> **ИСХОДНЫЙ ТЕКСТ**
Прекрасно, когда в человеке развиваются его многогранные способности. Но каждый раз, когда это происходит ради умножения собственного успеха в обществе, в группе, в семье, это изначально превращается в свою противоположность.

Не существует красивой формы эгоизма. В любом обличье эгоизм безчеловечен по сути и этого нельзя, невозможно спрятать. Тем более в семье, где главный контролирующий механизм зависимости от людей и от своей нравственной природы — стыд перед людьми и перед собой — снимается и через то заглушается голос совести. Эгоизм разворачивается здесь в своем истинном виде.

Так невольно эгоист утверждает вокруг себя односторонность душевных движений. Здесь нет встречности, нет взаимообмена, через который только и достигается гармония в семье. Чувство этой гармонии есть чувство долга. Потребляя, непременно отдаю — и не могу иначе.

Особенную силу это чувство получает во взаимодавстве. Не могу не ответить. Я обязан этому человеку, потому что он для меня сделал то и то.

— Но он сделал тебе совсем немного.

— За это я обязан теперь ему всею своею жизнью.

Так чувствует взаимодавство. Чем оно глубже или больше, тем сильнее человек чувствует себя обязанным другому. Одно только взаимодавство уже является надежным гарантом семьи, даже там, где оно проявляется в одном из супругов. Со стороны будет невозможно понять, почему жена при ужасной несхожести с нею характера мужа, его эгоизме, самодурстве, пьянстве, не оставит его, не ради его перемены остается с ним, но остается преданной и верной его женой по какой-то глубокой своей нравственной природе. И эта «какая-то» глубина природы и есть чувство взаимодавства. К сожалению, в мужчинах это чувство порушено особенно сильно.

> **ФРАГМЕНТ НАБОРА ДАННЫХ**
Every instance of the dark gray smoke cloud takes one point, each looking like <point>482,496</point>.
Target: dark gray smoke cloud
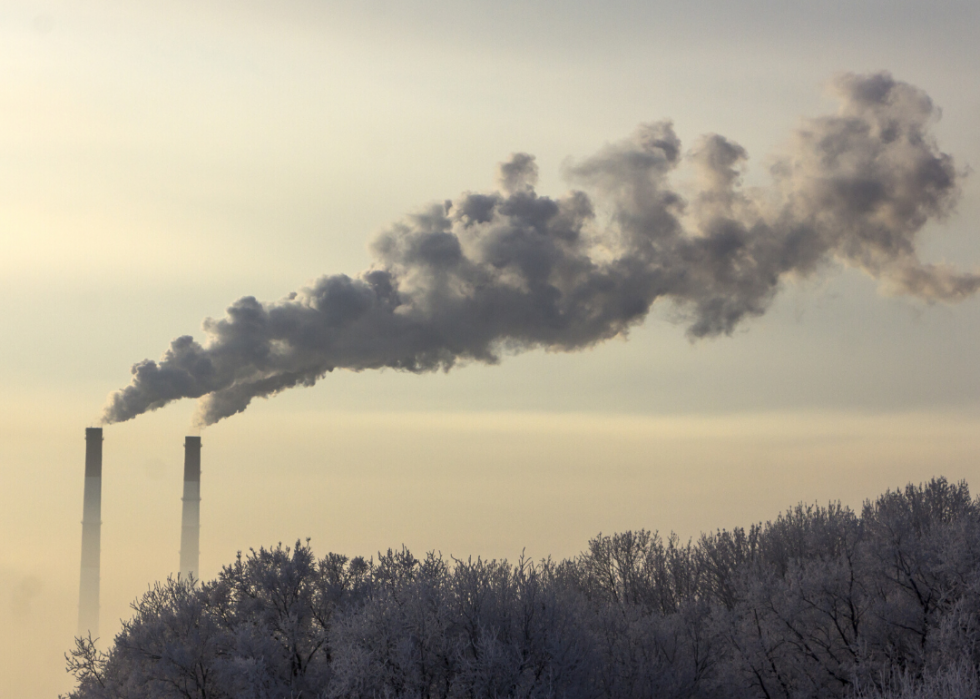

> **ВОПРОСЫ К ТЕКСТУ**
a) Перескажите короче абзац исходного текста, начинающийся словами «Не существует красивой формы эгоизма», и сохраните его главные мысли.
b) Что, согласно исходному тексту, уже само по себе является надежным гарантом семьи?
c) Верните фрагмент исходного текста между словами «Не существует красивой формы» и «меня сделал то и то.» включительно.
Листинг взят из другого источника.

> **ОТВЕТЫ ПО ПОРЯДКУ**
a) Красивого эгоизма не бывает: в любом обличье он бесчеловечен, и скрыть это невозможно. Особенно ясно это видно в семье. Там снимается стыд перед людьми и перед собой, главный механизм, сдерживающий человека. Голос совести заглушается, и эгоизм предстает в своем истинном виде.

b) Взаимодавство, даже если оно проявляется лишь в одном из супругов.

c)
Не существует красивой формы эгоизма. В любом обличье эгоизм безчеловечен по сути и этого нельзя, невозможно спрятать. Тем более в семье, где главный контролирующий механизм зависимости от людей и от своей нравственной природы — стыд перед людьми и перед собой — снимается и через то заглушается голос совести. Эгоизм разворачивается здесь в своем истинном виде.

Так невольно эгоист утверждает вокруг себя односторонность душевных движений. Здесь нет встречности, нет взаимообмена, через который только и достигается гармония в семье. Чувство этой гармонии есть чувство долга. Потребляя, непременно отдаю — и не могу иначе.

Особенную силу это чувство получает во взаимодавстве. Не могу не ответить. Я обязан этому человеку, потому что он для меня сделал то и то.